THE PROBLEM: Continue the article on resetting your closet after the holidays from the point where it stops.

SOURCE EXCERPT:

** begin **

How To Reset Your Closet After the Holidays

Want to Get Organized?

The holidays are magical… and so is the mountain of new clothes, shoes, and accessories that suddenly appears in your bedroom. Whether you treated yourself during end-of-year sales or received gifts from family and friends, the “post-holiday closet situation” can quickly turn into overflowing shelves, jammed drawers, and that familiar feeling of “I have nothing to wear” while staring at a closet full of stuff.

A closet reset doesn’t mean a total overhaul. It means making your space match your life right now—so getting dressed is faster, easier, and way less stressful. Here’s a simple, step-by-step process to reset your closet in one focused session (or split over a weekend).

Before you start shuffling hangers around, gather your new items into one place—bed, chair, floor, wherever you’ve been piling them.

** end **

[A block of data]

** begin **

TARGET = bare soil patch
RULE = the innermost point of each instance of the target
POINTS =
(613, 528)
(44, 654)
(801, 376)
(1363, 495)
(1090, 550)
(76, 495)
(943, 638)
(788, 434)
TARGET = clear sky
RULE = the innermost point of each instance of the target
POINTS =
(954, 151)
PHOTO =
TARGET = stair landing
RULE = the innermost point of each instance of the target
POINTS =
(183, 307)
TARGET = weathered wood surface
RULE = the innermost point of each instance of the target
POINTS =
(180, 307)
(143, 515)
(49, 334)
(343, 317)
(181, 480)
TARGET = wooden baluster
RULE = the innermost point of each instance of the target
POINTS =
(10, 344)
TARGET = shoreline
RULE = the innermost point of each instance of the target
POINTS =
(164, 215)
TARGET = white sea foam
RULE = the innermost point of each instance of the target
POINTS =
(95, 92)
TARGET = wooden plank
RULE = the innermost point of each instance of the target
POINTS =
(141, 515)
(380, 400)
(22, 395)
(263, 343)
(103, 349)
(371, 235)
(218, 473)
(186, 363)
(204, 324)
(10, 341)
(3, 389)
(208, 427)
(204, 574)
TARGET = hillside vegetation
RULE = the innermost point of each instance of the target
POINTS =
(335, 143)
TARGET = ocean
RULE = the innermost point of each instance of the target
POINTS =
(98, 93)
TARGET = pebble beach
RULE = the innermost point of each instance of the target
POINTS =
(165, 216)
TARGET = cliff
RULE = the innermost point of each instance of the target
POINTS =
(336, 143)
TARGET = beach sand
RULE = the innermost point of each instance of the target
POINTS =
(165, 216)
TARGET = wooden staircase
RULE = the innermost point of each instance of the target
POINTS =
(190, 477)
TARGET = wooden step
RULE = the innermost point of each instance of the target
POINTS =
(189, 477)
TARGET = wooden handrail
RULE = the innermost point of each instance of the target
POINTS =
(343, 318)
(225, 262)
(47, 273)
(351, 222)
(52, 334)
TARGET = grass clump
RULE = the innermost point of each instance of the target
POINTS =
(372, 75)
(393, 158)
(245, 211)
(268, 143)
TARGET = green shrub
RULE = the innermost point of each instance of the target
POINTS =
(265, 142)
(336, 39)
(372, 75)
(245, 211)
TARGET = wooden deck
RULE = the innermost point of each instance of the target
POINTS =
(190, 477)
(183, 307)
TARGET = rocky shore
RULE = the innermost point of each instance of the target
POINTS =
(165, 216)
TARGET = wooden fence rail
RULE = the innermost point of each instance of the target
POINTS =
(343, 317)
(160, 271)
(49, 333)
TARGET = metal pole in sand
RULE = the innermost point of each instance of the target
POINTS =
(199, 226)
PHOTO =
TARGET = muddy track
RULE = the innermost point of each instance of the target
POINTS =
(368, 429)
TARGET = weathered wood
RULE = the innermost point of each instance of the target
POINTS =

** end **

EXERCISE ANSWER:
Create 4 mini piles:

  1. Clothes
  2. Shoes
  3. Accessories (bags, belts, jewelry, hats)
  4. Returns / maybe (anything that doesn’t fit, duplicates of something you already own, or items you’re unsure about)

This first step makes the process faster because you’ll be organizing with intention, not randomly.

Holiday clutter tends to spread into the same hotspots: the top shelf, the closet floor, the chair, and the “mystery drawer.”

Do a 5–10 minute sweep and remove anything that doesn’t belong in your closet:

  • Gift bags, boxes, tissue paper
  • Random paperwork
  • Laundry (clean or dirty)
  • Off-season items that wandered back in

Put these in a laundry basket or bin and move them out of the room. You want a clean starting point.

Here’s the rule: new items shouldn’t be added until they’ve “earned” a home. That means you need space for them.

Do a fast edit using this simple filter:

Pull out anything that is:

  • Uncomfortable (itchy, tight, constantly adjusted)
  • Not your current style
  • Duplicates of a better version you already own
  • Not worn in the last year (with a few special exceptions)
  • Missing pieces (lost buttons, broken zipper) that you’re not realistically fixing

Use 3 sorting categories:

  • Donate
  • Sell
  • Tailor/Repair

If you need a quick guide: if it’s under ~$30 value and you don’t want the hassle, donate. If it’s high-quality or name brand, sell. If it’s almost perfect but needs a tiny fix, repair.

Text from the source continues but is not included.